TASK OBJECTIVE: All lines from the one containing "Where can the man in brown" through the final line of the records below should be reproduced exactly, with the pictures left out.

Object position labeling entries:
* START *

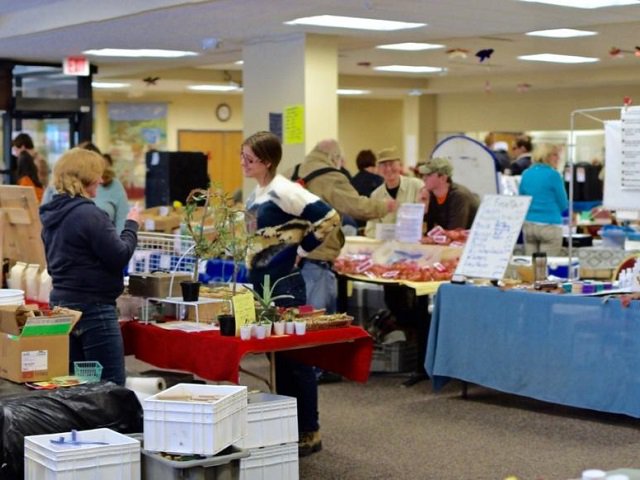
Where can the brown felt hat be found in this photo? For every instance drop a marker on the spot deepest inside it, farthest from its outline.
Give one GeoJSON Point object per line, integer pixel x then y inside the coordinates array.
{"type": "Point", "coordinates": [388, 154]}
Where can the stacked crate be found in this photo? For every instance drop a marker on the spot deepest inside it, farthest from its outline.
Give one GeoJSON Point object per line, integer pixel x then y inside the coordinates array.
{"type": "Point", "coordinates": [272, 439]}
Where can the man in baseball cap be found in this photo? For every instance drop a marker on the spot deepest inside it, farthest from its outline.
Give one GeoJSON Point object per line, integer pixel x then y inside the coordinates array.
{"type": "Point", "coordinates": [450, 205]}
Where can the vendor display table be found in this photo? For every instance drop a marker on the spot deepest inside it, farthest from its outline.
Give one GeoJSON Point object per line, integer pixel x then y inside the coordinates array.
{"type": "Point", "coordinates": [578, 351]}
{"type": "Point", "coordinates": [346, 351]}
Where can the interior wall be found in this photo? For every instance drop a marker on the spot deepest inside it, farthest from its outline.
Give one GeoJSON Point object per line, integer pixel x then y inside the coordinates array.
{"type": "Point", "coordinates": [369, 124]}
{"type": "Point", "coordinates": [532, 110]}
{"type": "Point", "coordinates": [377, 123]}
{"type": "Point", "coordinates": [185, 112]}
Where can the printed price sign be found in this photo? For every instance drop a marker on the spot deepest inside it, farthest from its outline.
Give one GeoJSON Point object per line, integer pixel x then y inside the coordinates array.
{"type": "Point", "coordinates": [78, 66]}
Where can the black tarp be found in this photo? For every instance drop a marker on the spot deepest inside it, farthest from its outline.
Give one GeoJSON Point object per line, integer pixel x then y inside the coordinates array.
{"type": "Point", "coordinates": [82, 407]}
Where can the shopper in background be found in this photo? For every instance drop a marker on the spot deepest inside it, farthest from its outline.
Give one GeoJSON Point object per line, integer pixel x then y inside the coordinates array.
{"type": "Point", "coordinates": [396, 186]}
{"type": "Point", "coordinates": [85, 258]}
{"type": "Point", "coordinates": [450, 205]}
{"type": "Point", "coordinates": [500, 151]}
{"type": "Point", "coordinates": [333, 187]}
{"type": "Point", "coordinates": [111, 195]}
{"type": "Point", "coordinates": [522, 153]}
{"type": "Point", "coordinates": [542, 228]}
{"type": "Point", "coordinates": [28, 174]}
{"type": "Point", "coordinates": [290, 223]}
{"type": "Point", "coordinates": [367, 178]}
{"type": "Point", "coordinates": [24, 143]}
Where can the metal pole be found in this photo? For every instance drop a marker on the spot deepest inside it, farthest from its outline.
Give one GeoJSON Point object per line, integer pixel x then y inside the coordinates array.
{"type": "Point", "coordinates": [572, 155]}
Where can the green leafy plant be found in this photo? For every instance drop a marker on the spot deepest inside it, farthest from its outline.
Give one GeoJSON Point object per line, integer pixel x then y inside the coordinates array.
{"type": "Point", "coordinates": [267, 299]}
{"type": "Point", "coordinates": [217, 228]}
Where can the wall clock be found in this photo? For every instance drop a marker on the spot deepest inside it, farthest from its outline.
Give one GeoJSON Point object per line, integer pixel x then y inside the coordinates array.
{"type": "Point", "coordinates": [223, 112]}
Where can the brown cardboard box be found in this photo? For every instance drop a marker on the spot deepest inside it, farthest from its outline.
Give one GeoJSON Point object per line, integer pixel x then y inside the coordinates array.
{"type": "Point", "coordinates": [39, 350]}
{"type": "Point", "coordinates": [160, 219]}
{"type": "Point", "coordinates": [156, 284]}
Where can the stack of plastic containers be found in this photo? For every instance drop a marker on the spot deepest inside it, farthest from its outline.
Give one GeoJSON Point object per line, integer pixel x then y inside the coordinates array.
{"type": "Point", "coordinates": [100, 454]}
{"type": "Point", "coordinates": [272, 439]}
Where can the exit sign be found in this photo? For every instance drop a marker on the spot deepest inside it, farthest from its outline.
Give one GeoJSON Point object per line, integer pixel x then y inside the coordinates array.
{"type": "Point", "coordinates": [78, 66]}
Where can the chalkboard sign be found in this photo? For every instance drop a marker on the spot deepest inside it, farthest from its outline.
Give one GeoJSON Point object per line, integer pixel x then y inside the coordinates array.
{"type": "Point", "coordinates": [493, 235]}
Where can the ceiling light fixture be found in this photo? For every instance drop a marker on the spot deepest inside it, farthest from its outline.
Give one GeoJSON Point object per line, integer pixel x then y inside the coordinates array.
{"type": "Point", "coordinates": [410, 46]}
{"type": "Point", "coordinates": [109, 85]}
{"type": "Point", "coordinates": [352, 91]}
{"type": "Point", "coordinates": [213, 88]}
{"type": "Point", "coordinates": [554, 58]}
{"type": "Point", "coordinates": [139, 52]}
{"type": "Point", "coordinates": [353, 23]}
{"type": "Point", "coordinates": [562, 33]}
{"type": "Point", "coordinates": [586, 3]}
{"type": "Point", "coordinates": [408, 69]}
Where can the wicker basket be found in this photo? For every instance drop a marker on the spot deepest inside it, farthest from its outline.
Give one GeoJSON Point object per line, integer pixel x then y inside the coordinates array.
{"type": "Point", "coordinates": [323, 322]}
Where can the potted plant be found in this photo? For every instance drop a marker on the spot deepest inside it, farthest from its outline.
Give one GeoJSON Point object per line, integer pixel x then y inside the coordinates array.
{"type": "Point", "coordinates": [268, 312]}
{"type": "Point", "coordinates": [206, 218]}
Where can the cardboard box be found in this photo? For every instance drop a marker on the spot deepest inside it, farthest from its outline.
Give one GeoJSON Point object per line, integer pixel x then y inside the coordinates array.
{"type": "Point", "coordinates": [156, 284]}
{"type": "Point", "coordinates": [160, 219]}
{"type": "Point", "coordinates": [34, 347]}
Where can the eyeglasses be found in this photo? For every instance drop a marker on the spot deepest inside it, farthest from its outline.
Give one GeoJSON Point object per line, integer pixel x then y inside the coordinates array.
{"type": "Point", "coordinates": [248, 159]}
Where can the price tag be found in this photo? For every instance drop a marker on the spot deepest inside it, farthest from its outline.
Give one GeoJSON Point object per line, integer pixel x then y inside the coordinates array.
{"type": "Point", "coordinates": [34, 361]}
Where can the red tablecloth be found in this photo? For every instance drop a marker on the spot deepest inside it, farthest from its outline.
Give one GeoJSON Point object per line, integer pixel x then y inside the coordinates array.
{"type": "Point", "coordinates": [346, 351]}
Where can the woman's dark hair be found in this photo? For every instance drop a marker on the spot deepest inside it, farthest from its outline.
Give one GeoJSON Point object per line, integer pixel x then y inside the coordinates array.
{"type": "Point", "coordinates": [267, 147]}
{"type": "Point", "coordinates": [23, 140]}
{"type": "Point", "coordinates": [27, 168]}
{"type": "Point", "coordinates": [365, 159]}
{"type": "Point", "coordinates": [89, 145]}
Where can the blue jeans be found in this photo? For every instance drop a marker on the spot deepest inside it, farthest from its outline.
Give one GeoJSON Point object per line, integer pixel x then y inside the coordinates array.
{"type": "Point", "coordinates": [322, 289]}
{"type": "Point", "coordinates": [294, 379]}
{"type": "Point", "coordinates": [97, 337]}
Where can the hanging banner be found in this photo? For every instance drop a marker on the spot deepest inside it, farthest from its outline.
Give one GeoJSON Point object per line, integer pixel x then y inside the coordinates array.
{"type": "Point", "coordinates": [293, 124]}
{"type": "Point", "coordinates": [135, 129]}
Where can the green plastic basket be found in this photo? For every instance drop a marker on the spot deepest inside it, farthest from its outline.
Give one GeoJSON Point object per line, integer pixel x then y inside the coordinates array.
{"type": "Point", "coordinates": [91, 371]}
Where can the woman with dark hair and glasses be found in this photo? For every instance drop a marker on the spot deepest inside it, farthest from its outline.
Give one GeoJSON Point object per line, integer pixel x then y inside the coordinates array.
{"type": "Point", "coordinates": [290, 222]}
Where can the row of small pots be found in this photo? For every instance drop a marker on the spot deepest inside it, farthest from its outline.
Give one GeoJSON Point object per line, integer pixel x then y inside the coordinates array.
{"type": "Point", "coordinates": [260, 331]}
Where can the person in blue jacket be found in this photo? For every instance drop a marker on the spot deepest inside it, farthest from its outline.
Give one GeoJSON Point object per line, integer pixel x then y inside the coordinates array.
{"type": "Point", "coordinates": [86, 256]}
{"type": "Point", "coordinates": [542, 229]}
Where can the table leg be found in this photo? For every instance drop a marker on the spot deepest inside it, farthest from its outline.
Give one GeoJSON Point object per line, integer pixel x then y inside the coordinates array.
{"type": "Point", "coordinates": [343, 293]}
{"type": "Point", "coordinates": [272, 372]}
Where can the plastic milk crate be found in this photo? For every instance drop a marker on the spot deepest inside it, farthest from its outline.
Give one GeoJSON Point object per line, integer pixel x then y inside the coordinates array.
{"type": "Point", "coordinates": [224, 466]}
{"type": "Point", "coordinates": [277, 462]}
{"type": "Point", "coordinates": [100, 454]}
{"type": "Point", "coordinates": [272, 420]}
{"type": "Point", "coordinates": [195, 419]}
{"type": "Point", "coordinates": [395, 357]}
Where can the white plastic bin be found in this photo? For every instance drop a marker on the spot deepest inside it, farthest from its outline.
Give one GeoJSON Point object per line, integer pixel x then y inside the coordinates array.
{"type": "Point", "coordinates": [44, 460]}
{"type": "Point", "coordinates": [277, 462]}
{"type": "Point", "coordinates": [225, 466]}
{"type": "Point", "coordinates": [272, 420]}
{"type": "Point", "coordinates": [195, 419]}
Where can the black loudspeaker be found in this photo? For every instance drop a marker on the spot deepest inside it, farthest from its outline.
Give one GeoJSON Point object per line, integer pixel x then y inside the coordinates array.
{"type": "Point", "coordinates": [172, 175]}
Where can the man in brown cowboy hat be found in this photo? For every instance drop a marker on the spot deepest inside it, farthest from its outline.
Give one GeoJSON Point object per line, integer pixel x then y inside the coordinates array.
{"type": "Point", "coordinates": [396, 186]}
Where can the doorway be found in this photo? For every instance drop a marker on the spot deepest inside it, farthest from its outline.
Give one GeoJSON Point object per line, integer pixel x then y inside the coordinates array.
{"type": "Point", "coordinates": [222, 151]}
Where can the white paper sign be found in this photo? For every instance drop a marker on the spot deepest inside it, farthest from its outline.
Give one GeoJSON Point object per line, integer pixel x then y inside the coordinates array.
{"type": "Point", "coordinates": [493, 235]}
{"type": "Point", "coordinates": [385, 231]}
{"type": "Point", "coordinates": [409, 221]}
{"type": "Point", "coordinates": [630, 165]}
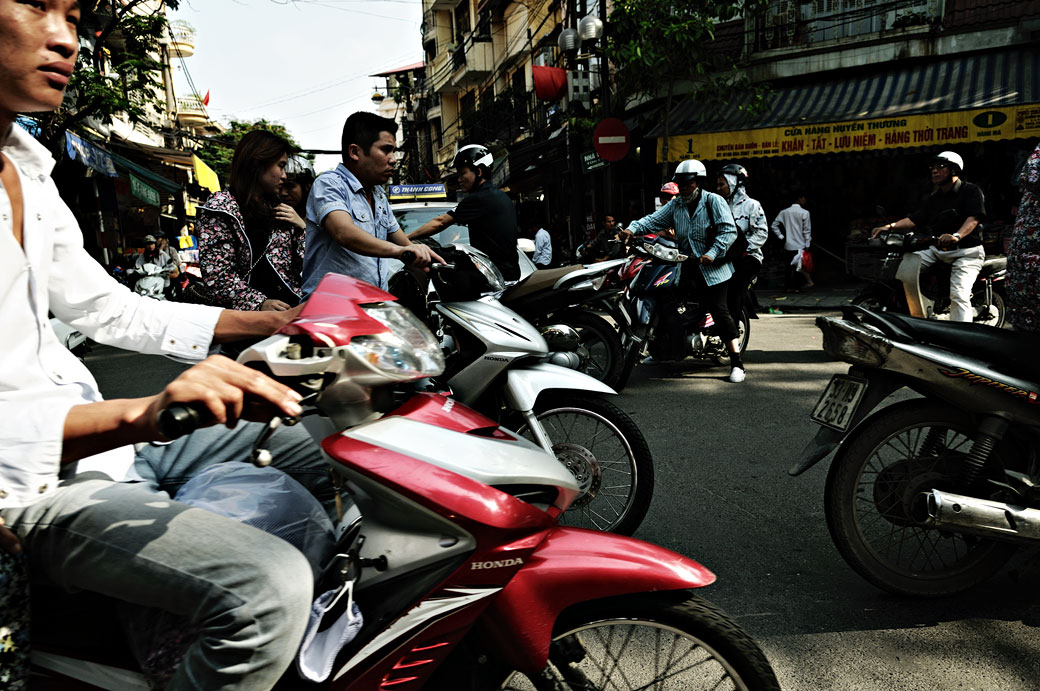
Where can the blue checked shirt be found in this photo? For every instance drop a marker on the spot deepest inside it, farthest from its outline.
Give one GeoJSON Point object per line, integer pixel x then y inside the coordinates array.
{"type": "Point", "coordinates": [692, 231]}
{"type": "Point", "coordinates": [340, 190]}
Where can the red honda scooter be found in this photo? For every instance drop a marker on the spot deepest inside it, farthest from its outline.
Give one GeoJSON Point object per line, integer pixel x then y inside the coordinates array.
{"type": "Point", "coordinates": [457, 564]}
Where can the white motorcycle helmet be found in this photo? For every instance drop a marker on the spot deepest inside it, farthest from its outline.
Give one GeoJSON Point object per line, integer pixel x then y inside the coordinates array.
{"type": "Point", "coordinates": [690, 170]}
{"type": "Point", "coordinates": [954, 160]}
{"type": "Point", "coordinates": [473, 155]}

* END *

OUTPUT BELOW:
Where can the man in brown cowboy hat be found in this photo? For every instance drop a marker on the spot deepest inside it, farthest from its outline.
Give one GeoJSON Point object per line, integer pixel x then y inside the coordinates array.
{"type": "Point", "coordinates": [396, 186]}
Where can the doorway be found in this photo? For every instance drop a marker on the spot deepest inside it, farthest from its outline.
Give one GeoJSON Point object per line, integer pixel x then y inside the coordinates array.
{"type": "Point", "coordinates": [222, 151]}
Where can the white paper sign be found in this photo? For every instance drop a marker on the spot deepest inside it, farthest from its outline.
Give one GeoJSON Point object per line, integer pixel x then y inside the coordinates array.
{"type": "Point", "coordinates": [493, 235]}
{"type": "Point", "coordinates": [385, 231]}
{"type": "Point", "coordinates": [409, 221]}
{"type": "Point", "coordinates": [630, 165]}
Where can the blue checked shirt be found in this photo? For every instance drop a marker on the spot deepest inside it, farthest from its outline.
Give one GeoJSON Point object per line, integer pixel x then y inside the coordinates array.
{"type": "Point", "coordinates": [692, 231]}
{"type": "Point", "coordinates": [340, 190]}
Where can the red honda scooter be found in this photo? For every instance drop a marker on the spot deepest inside it, farthest from its outline.
Give one GeoJSON Point object per line, integer pixel x then y inside the coordinates array.
{"type": "Point", "coordinates": [457, 564]}
Where can the white motorcycle helmet be found in this photo? For every instance drop a marker on the spot deepest inside it, farthest from its outline.
Give one GeoJSON Point object per line, integer pixel x then y inside the coordinates array.
{"type": "Point", "coordinates": [690, 170]}
{"type": "Point", "coordinates": [954, 160]}
{"type": "Point", "coordinates": [473, 155]}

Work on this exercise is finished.